What this task involves>
Copy out the material below with every "One point for each instance" switched to "Mark every instance with one point" and nothing else altered, and leave out the pictures.

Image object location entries
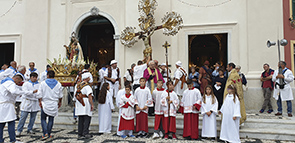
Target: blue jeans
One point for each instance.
(46, 127)
(289, 105)
(11, 131)
(22, 120)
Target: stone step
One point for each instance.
(276, 129)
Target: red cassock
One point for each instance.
(158, 119)
(191, 124)
(141, 122)
(169, 125)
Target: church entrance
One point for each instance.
(96, 39)
(211, 47)
(7, 53)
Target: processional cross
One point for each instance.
(172, 23)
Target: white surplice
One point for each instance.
(105, 114)
(285, 93)
(144, 98)
(173, 105)
(190, 97)
(43, 76)
(28, 72)
(120, 94)
(8, 93)
(177, 75)
(9, 72)
(79, 108)
(209, 122)
(229, 127)
(50, 98)
(114, 88)
(30, 102)
(157, 93)
(127, 113)
(138, 73)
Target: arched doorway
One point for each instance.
(211, 47)
(96, 39)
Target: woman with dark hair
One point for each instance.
(105, 108)
(218, 86)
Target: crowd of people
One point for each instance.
(149, 90)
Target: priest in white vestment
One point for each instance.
(29, 105)
(84, 113)
(8, 93)
(50, 96)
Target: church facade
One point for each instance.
(216, 30)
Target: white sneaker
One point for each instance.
(18, 134)
(155, 136)
(161, 134)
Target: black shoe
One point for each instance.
(88, 136)
(80, 137)
(138, 136)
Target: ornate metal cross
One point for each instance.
(172, 23)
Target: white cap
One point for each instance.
(163, 64)
(86, 75)
(179, 63)
(113, 62)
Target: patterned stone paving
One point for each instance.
(70, 136)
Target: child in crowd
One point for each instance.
(121, 93)
(127, 104)
(231, 116)
(169, 102)
(209, 111)
(144, 100)
(159, 114)
(191, 104)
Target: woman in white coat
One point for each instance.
(105, 108)
(284, 94)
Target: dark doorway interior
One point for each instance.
(211, 47)
(96, 39)
(7, 53)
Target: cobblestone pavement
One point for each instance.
(70, 136)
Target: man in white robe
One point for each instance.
(9, 72)
(44, 74)
(120, 94)
(179, 82)
(21, 70)
(84, 113)
(138, 72)
(105, 113)
(112, 76)
(31, 70)
(50, 97)
(144, 99)
(8, 94)
(231, 115)
(29, 105)
(284, 93)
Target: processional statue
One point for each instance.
(172, 23)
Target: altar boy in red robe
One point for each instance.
(169, 104)
(191, 104)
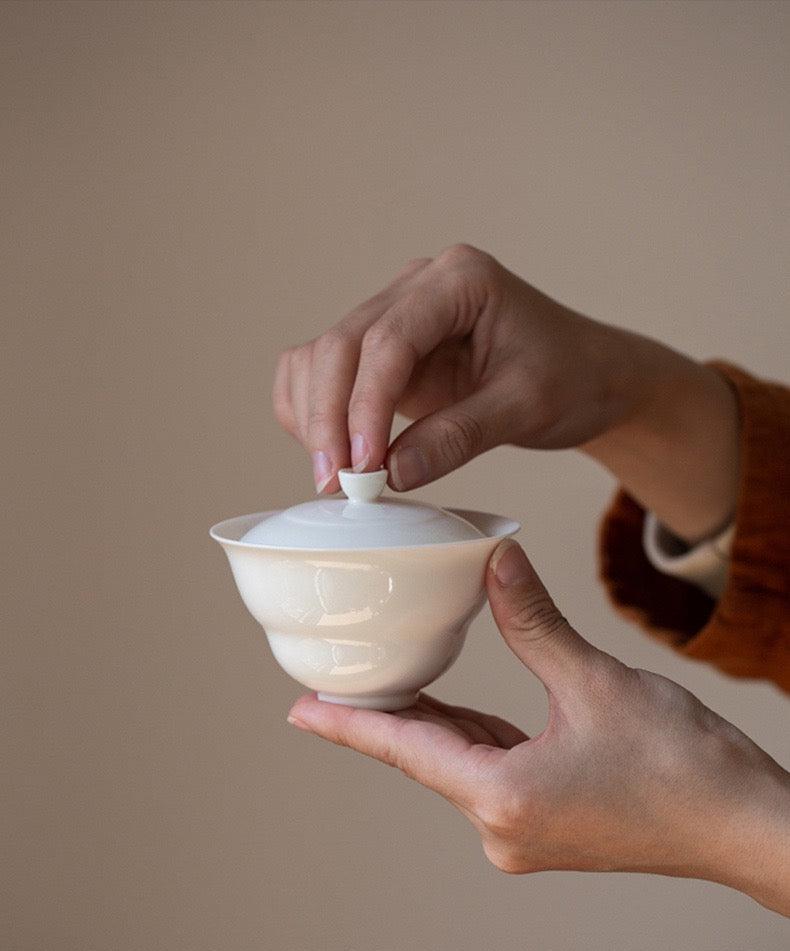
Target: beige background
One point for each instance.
(187, 189)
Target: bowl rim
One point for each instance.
(504, 528)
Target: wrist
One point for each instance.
(753, 850)
(675, 444)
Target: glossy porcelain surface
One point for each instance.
(368, 627)
(364, 519)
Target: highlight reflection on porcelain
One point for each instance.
(365, 626)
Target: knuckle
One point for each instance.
(538, 618)
(385, 338)
(460, 437)
(413, 266)
(335, 341)
(465, 257)
(504, 858)
(503, 813)
(320, 422)
(460, 254)
(300, 358)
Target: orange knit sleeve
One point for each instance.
(747, 632)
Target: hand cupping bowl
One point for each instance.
(365, 599)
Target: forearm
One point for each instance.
(676, 448)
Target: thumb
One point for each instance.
(446, 439)
(530, 622)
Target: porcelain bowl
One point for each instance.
(370, 627)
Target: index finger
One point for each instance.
(391, 348)
(425, 751)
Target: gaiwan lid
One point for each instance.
(362, 520)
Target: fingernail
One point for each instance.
(298, 723)
(509, 564)
(408, 467)
(360, 454)
(322, 471)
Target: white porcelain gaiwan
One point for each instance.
(365, 599)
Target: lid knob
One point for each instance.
(362, 486)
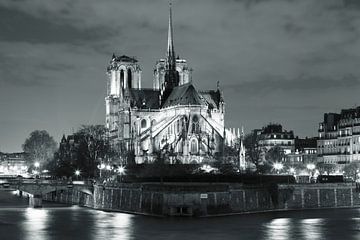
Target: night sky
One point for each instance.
(285, 61)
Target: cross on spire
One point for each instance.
(170, 46)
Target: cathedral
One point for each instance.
(172, 118)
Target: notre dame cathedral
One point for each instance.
(171, 118)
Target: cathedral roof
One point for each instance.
(212, 98)
(123, 58)
(183, 95)
(144, 98)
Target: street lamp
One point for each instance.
(77, 174)
(121, 171)
(278, 166)
(101, 167)
(36, 165)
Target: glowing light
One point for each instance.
(278, 166)
(121, 169)
(310, 166)
(77, 172)
(207, 168)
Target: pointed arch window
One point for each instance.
(121, 79)
(129, 80)
(194, 147)
(143, 123)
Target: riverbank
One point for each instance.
(210, 199)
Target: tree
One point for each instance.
(253, 153)
(352, 169)
(275, 154)
(92, 147)
(40, 147)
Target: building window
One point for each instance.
(121, 78)
(143, 123)
(129, 78)
(194, 147)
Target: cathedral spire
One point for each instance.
(171, 75)
(170, 46)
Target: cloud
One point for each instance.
(302, 83)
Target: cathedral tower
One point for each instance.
(171, 71)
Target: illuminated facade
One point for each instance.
(171, 118)
(339, 137)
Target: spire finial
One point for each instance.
(170, 47)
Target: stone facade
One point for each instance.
(171, 118)
(339, 137)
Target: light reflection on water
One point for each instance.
(59, 223)
(278, 228)
(35, 224)
(112, 226)
(312, 228)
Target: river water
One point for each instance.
(17, 221)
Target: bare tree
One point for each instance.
(40, 147)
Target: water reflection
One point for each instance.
(35, 224)
(312, 228)
(113, 226)
(278, 228)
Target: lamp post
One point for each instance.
(37, 166)
(121, 171)
(101, 166)
(77, 174)
(278, 167)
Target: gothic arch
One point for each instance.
(122, 76)
(129, 80)
(143, 123)
(194, 146)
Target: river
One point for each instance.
(17, 221)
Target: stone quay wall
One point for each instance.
(206, 199)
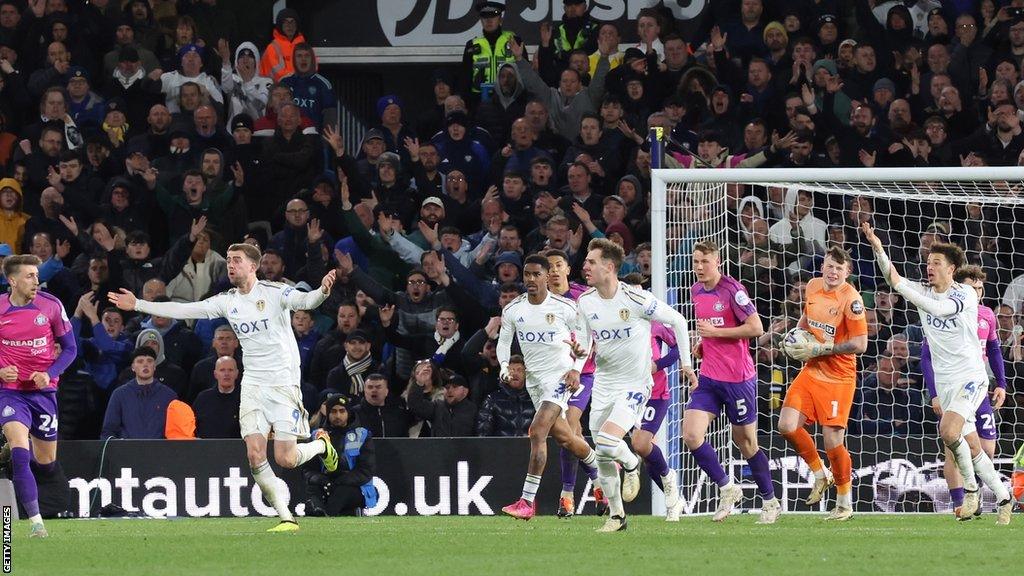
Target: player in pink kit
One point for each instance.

Answer to the exercise>
Target: blue jeans
Mark every instance with one point.
(46, 127)
(289, 105)
(11, 131)
(22, 120)
Target: stone step
Mark every instance with one point.
(276, 129)
Target: red cassock
Mark every instance with one point.
(158, 119)
(191, 124)
(141, 122)
(169, 125)
Target: church entrance
Mark every instance with one point.
(96, 39)
(211, 47)
(7, 53)
Target: processional cross
Mark every instance with one point.
(172, 23)
Target: white surplice
Mark every instance with one point.
(105, 114)
(285, 93)
(144, 98)
(173, 105)
(190, 97)
(43, 76)
(28, 72)
(120, 94)
(8, 93)
(177, 75)
(9, 72)
(79, 108)
(209, 122)
(229, 127)
(50, 98)
(114, 88)
(30, 102)
(157, 93)
(127, 113)
(138, 73)
Target: arched doorway
Mark every instance with one point.
(211, 47)
(96, 39)
Target: woman with dark hair
Mark every instance with one point.
(105, 108)
(218, 86)
Target: crowd of people
Mark every instance with one point.
(149, 90)
Target: priest in white vestment
Mark every instance with one point.
(29, 105)
(84, 113)
(8, 93)
(50, 96)
Target: church facade
Mark every instance with one point.
(216, 30)
Target: white sneaker
Mark every instance with one point.
(18, 134)
(155, 136)
(161, 134)
Target: black shoe
Mark every instance with one point.
(88, 136)
(80, 137)
(138, 136)
Target: ornate metal cross
Mark every instance with one point.
(172, 23)
Target: white cap
Mark every instance with one point.
(163, 64)
(86, 75)
(179, 63)
(113, 62)
Target: patterned stone paving
Mark every instance with one point.
(70, 136)
Target: child in crowd
Mark every instance with one point.
(121, 93)
(127, 104)
(231, 116)
(169, 102)
(209, 111)
(144, 100)
(159, 114)
(191, 104)
Target: woman in white coat
Mark every instance with one point.
(105, 108)
(284, 94)
Target: dark doorway interior
Mark every instance with one point.
(211, 47)
(96, 39)
(7, 53)
Target: cobblestone pavement
Mark every instance with one point.
(70, 136)
Target: man in white robe
Mark every instance with one point.
(9, 72)
(44, 74)
(120, 94)
(179, 82)
(21, 70)
(84, 113)
(138, 72)
(105, 113)
(112, 76)
(31, 70)
(50, 97)
(144, 99)
(8, 94)
(231, 115)
(29, 105)
(284, 93)
Target: processional statue
Mark every instance with one point.
(172, 23)
Target: altar boy in red robe
Mark every instance with one point.
(169, 104)
(191, 104)
Target: beige background
Mark every instance with one point.
(187, 189)
Target: bowl rim
Mark every instance with one point.
(504, 528)
Target: wrist
Mark every instance with one point.
(753, 850)
(675, 444)
Target: glossy porcelain surface
Mark every instance with one point.
(368, 627)
(364, 519)
Target: highlight reflection on porcelain
Mark every instance with one point.
(365, 626)
Target: knuckle
Mark every instance with one point.
(538, 618)
(385, 338)
(460, 437)
(413, 266)
(335, 341)
(465, 257)
(504, 858)
(503, 813)
(320, 422)
(460, 254)
(300, 358)
Target: orange knit sleeve
Mark every instance with one point.
(747, 632)
Target: hand cupping bowl
Mark every instance with one point.
(365, 599)
Target: forearm
Mark every instance with one point.
(676, 448)
Target: thumb
Mark every instance with one point.
(446, 439)
(530, 622)
Target: porcelain bowl
Mark every instance with one point.
(370, 627)
Target: index finger
Mark every instance with one point.
(391, 348)
(425, 751)
Target: gaiwan lid
Mark every instance with one point.
(362, 520)
Target: fingernail
Mark every instance with one point.
(298, 723)
(509, 564)
(408, 467)
(360, 454)
(322, 471)
Target: white porcelain gaiwan
Mark every instance with one point.
(365, 599)
Target: lid knob
Mark every instance with one point.
(362, 486)
Target: night sky
Mark every instance with one point.
(285, 61)
Target: cross on spire
Mark every instance with one point.
(170, 46)
Target: cathedral
Mark every instance with one point.
(172, 118)
Target: notre dame cathedral
Mark every instance with one point.
(171, 118)
Target: cathedral roof
Mark every instance with one point.
(212, 98)
(123, 58)
(183, 95)
(144, 98)
Target: street lamp
Mark every instance with one point.
(77, 174)
(121, 171)
(278, 166)
(101, 167)
(36, 165)
Target: glowing light
Mark every instance with one point.
(278, 166)
(121, 169)
(310, 166)
(77, 172)
(207, 168)
Target: pointed arch window
Mark every instance with one point.
(121, 79)
(129, 80)
(194, 147)
(143, 123)
Target: riverbank
Mark every instance with one point.
(210, 199)
Target: tree
Mark every instance with one point.
(253, 153)
(352, 169)
(275, 154)
(92, 147)
(40, 147)
Target: building window
Mark every instance with one point.
(121, 78)
(143, 123)
(129, 78)
(194, 147)
Target: cathedral spire
Mark every instance with one point.
(171, 75)
(170, 46)
Target: cloud
Mark every instance with one point.
(302, 83)
Target: cathedral tower
Mark every instance with one point.
(171, 71)
Target: illuminated facade
Mark every instance with one point.
(171, 118)
(339, 137)
Target: spire finial
Mark every instance with one point.
(170, 47)
Target: stone facade
Mark every instance with one point.
(171, 118)
(339, 137)
Target: light reflection on water
Mark every instance with one point.
(59, 223)
(278, 228)
(35, 224)
(112, 226)
(312, 228)
Target: river water
Mark every instance with one point.
(17, 221)
Target: bare tree
Mark every instance with one point.
(40, 147)
Target: water reflection
Mark every instance with one point.
(35, 224)
(312, 228)
(113, 226)
(278, 228)
Target: lamp post
Mark every instance with one point.
(37, 166)
(121, 171)
(101, 166)
(77, 174)
(278, 167)
Target: gothic arch
Mark every instance with one point.
(122, 76)
(129, 80)
(143, 123)
(194, 146)
Target: river
Mark every instance with one point.
(17, 221)
Target: stone quay wall
Mark every instance with one point.
(206, 199)
Target: player in pink kit
Mark every instance with one point.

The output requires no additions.